The problem: The line containing "Mark every instance of the wooden piling" and every line after it through the end of the records: return those exactly, and nothing more.

═════ Input

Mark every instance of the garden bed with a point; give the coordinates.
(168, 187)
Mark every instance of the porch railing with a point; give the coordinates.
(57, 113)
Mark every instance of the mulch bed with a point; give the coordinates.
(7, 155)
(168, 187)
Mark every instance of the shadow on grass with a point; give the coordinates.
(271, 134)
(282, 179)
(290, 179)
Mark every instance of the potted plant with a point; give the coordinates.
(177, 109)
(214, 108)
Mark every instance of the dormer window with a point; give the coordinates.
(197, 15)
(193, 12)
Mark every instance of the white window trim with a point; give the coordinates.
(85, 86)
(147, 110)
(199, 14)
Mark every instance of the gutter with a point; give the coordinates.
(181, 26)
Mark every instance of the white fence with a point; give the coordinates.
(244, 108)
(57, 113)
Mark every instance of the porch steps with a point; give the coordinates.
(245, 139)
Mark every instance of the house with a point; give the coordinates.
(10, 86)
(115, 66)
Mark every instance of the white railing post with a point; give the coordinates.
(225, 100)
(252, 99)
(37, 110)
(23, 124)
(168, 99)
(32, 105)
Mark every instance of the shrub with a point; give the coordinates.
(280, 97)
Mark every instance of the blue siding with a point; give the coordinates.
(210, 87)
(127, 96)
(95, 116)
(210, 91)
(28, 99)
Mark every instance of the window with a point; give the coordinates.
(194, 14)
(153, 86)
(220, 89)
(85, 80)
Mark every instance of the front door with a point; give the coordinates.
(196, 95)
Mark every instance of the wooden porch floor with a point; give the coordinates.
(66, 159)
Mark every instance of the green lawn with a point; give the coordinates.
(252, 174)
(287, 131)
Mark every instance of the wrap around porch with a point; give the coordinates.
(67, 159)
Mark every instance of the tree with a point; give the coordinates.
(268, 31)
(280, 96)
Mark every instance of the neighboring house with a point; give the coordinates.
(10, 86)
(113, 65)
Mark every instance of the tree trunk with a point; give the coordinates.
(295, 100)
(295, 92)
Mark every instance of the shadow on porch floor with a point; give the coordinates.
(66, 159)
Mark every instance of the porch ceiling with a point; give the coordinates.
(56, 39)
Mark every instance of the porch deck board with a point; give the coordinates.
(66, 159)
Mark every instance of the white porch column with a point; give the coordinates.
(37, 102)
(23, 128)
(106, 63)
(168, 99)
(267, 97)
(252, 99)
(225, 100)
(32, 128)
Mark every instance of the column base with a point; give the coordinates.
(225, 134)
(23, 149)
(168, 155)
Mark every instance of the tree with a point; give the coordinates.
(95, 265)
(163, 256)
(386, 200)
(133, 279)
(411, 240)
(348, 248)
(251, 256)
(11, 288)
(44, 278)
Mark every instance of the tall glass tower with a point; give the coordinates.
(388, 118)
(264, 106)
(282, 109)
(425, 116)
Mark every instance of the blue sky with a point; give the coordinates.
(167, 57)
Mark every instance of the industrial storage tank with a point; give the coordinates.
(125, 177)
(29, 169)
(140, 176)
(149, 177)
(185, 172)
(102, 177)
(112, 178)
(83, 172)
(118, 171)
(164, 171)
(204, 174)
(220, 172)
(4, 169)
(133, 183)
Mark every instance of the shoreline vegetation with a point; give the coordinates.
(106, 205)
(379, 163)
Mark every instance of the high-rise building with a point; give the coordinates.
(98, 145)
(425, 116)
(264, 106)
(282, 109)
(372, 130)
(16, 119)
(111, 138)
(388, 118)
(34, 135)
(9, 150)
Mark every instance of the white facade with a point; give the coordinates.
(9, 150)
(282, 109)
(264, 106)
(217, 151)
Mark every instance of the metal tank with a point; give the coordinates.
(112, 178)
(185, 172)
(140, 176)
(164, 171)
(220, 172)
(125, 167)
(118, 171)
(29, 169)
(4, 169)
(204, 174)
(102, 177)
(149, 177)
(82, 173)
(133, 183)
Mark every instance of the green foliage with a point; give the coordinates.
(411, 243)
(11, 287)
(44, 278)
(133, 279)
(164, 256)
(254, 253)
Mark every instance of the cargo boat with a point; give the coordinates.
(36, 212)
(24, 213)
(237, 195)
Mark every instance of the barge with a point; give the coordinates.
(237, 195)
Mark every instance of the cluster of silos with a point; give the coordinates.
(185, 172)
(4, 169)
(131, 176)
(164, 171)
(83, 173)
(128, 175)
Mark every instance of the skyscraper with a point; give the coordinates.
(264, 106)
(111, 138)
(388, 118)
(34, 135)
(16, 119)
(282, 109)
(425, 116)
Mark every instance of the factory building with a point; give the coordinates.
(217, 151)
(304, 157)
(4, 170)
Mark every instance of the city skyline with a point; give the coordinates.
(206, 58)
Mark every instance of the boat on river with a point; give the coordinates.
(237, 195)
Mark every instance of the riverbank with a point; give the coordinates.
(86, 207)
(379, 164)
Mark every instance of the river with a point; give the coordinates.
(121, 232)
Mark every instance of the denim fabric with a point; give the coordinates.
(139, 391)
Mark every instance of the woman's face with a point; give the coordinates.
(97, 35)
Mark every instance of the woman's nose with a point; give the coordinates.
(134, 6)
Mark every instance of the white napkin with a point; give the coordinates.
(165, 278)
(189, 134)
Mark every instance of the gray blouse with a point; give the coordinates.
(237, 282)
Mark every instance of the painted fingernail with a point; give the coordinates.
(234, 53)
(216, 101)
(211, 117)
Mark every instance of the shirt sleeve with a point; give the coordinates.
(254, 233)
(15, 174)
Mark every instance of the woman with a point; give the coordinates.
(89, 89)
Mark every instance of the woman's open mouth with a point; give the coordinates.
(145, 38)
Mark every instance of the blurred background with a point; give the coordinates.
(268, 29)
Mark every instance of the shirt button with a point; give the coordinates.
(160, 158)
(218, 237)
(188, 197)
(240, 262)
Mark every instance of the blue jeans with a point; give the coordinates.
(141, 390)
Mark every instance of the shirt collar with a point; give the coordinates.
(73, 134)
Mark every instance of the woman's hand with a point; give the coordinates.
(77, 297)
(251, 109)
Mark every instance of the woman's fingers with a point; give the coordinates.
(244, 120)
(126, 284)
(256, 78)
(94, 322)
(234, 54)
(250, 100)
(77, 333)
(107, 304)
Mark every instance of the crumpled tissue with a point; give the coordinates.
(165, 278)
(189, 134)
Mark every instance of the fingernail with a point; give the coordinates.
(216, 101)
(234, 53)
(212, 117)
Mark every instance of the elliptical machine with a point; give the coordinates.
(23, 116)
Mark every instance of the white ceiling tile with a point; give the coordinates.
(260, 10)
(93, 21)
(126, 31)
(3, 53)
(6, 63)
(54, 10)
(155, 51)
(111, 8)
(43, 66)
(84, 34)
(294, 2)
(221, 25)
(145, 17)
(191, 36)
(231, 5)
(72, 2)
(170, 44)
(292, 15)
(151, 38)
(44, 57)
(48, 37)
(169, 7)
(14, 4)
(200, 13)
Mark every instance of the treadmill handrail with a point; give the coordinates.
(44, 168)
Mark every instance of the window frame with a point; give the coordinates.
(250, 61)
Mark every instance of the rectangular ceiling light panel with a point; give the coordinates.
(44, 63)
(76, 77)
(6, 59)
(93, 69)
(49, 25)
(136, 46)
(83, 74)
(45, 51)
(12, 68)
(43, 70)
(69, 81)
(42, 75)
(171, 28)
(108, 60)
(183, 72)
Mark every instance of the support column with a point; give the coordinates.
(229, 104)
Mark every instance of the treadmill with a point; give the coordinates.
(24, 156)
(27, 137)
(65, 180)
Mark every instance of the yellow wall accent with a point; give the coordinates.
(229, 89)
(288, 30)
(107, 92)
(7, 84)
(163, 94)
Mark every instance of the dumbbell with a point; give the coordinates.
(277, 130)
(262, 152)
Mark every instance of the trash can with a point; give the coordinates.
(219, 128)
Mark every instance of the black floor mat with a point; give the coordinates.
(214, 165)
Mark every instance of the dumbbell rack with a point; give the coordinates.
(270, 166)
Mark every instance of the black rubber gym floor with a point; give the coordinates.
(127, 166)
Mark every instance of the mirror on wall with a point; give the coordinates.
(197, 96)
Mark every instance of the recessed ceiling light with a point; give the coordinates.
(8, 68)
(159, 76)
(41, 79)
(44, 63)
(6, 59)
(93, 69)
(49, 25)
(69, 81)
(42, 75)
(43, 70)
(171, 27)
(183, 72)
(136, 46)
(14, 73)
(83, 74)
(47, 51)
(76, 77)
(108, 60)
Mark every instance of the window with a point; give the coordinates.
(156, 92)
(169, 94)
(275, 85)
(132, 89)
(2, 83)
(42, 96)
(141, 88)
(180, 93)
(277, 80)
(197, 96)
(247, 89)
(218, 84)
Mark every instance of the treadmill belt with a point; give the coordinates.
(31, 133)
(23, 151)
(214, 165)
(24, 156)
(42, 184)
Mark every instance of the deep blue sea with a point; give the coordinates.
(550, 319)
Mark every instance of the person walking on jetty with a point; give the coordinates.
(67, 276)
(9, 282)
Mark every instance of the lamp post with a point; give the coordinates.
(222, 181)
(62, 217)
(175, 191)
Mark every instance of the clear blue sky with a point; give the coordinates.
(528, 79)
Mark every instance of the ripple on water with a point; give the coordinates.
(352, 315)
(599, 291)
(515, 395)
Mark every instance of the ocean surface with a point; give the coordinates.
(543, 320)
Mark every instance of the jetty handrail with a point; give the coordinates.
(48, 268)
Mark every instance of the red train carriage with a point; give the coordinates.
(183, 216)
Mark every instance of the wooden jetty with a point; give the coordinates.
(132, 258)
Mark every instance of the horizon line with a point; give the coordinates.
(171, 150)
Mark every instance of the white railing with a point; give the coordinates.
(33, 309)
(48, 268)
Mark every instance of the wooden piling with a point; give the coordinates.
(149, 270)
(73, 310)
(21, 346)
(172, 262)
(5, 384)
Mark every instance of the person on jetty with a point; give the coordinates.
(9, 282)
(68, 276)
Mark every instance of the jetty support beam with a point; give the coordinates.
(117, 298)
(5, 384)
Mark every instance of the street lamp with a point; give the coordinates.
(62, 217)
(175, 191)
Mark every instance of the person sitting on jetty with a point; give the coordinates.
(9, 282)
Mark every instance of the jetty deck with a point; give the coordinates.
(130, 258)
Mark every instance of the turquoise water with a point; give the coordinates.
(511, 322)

══════════

Solution:
Mark every instance of the wooden piling with a point; give the coordinates.
(149, 270)
(73, 310)
(21, 346)
(172, 262)
(5, 384)
Mark every instance of the person on jetty with a point; give the coordinates.
(9, 282)
(68, 276)
Mark every instance of the jetty support beam with a point; give the coordinates.
(117, 298)
(5, 384)
Mark every instance of the street lamp with a point; give the coordinates.
(62, 217)
(175, 191)
Mark every instance of the person sitting on jetty with a point; give the coordinates.
(9, 282)
Mark every instance of the jetty deck with a point; give the coordinates.
(130, 258)
Mark every instance of the turquoise water with a point; give the coordinates.
(511, 322)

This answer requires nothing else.